• _WORK INSTRUCTIONS_
All the lines below need to be transcribed exactly. Pictures get left out.

:: DATA FOR ANALYSIS

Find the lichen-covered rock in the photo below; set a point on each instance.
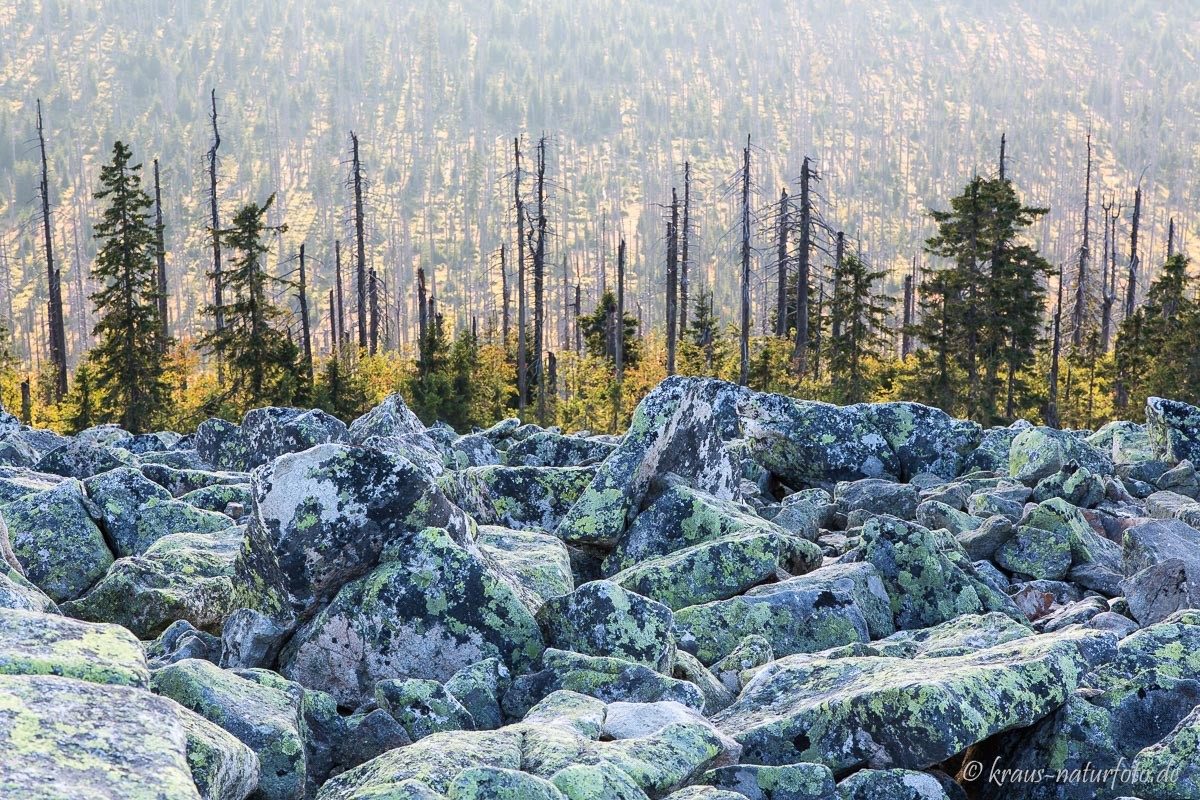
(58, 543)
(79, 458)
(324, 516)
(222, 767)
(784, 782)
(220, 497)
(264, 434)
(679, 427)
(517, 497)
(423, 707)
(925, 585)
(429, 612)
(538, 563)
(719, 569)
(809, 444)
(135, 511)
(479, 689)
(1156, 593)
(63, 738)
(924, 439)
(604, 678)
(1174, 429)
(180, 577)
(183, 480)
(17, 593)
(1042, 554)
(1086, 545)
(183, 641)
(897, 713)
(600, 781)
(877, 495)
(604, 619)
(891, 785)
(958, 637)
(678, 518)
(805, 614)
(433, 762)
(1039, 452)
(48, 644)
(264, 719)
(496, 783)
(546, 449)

::::

• _ANSWER FOR THIS EXERCISE_
Find the lichen-covered rock in the photo below; set a point on each instance.
(58, 543)
(79, 458)
(324, 516)
(222, 767)
(784, 782)
(220, 497)
(264, 434)
(679, 427)
(517, 497)
(423, 707)
(925, 585)
(429, 612)
(538, 563)
(719, 569)
(809, 444)
(135, 511)
(479, 689)
(1156, 593)
(63, 738)
(924, 439)
(604, 678)
(1174, 429)
(180, 577)
(183, 480)
(17, 593)
(1042, 554)
(1086, 545)
(183, 641)
(897, 713)
(600, 781)
(877, 495)
(604, 619)
(891, 785)
(958, 637)
(678, 518)
(805, 614)
(433, 762)
(1039, 452)
(48, 644)
(264, 719)
(496, 783)
(546, 449)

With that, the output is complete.